= I. Michael Ross =

Isaac Michael Ross is a Distinguished Professor and Program Director of Control and Optimization at the Naval Postgraduate School in Monterey, CA. He has published a highly-regarded textbook on optimal control theory and seminal papers in pseudospectral optimal control theory, energy-sink theory, the optimization and deflection of near-Earth asteroids and comets, robotics, attitude dynamics and control, orbital mechanics, real-time optimal control, unscented optimal control, continuous optimization and aeromaneuvering guidance and control. The Kang–Ross–Gong theorem, Ross' π lemma, Ross' time constant, the Ross–Fahroo lemma, and the Ross–Fahroo pseudospectral method are all named after him. According to a report published by Stanford University, Ross is one of the world's top 2% of scientists.

_Available data_.

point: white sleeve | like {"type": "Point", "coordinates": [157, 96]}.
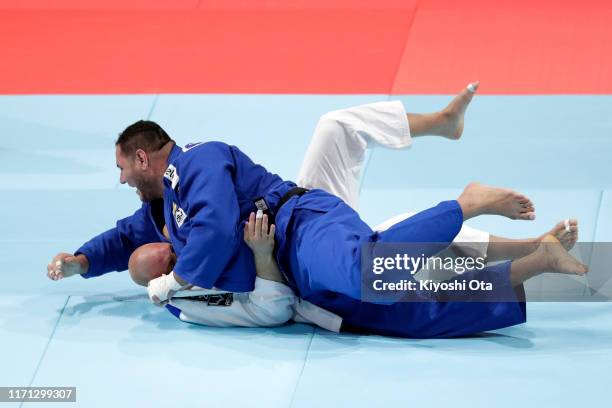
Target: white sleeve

_Given exercise 1_. List every result or method that the profile of I. Michael Ross says is named after him.
_Given exercise 2_. Rewrite the profile of I. Michael Ross from "Isaac Michael Ross" to "2% of scientists.", changing "textbook" to "monograph".

_Complete output 1_.
- The Kang–Ross–Gong theorem
- Ross' π lemma
- Ross' time constant
- The Ross–Fahroo lemma
- The Ross–Fahroo pseudospectral method

_Complete output 2_.
Isaac Michael Ross is a Distinguished Professor and Program Director of Control and Optimization at the Naval Postgraduate School in Monterey, CA. He has published a highly-regarded monograph on optimal control theory and seminal papers in pseudospectral optimal control theory, energy-sink theory, the optimization and deflection of near-Earth asteroids and comets, robotics, attitude dynamics and control, orbital mechanics, real-time optimal control, unscented optimal control, continuous optimization and aeromaneuvering guidance and control. The Kang–Ross–Gong theorem, Ross' π lemma, Ross' time constant, the Ross–Fahroo lemma, and the Ross–Fahroo pseudospectral method are all named after him. According to a report published by Stanford University, Ross is one of the world's top 2% of scientists.